• **Point labeling records**:
________________

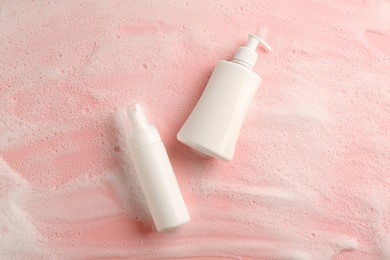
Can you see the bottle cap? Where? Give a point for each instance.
(247, 55)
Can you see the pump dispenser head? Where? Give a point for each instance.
(247, 55)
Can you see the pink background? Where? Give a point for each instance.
(310, 177)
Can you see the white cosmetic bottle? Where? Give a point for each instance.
(215, 122)
(154, 170)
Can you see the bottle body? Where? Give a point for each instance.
(215, 123)
(159, 184)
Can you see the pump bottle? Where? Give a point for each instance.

________________

Can you list every line of the records above as a numbered list, with blank lines dropped and the pictures left out?

• **SOLUTION TO THIS EXERCISE**:
1. Can you see the bottle cap? Where? Give a point for each instance.
2. (247, 55)
3. Can you see the pump dispenser head? Where? Give a point for each instance.
4. (247, 55)
5. Can you see the pink background? Where? Give a point for each instance.
6. (310, 177)
7. Can you see the white cosmetic bottle? Where? Give a point for each instance.
8. (215, 122)
9. (154, 170)
10. Can you see the bottle body? Where? Give a point for each instance.
11. (215, 123)
12. (159, 184)
13. Can you see the pump bottle? Where? Give a point for each instance.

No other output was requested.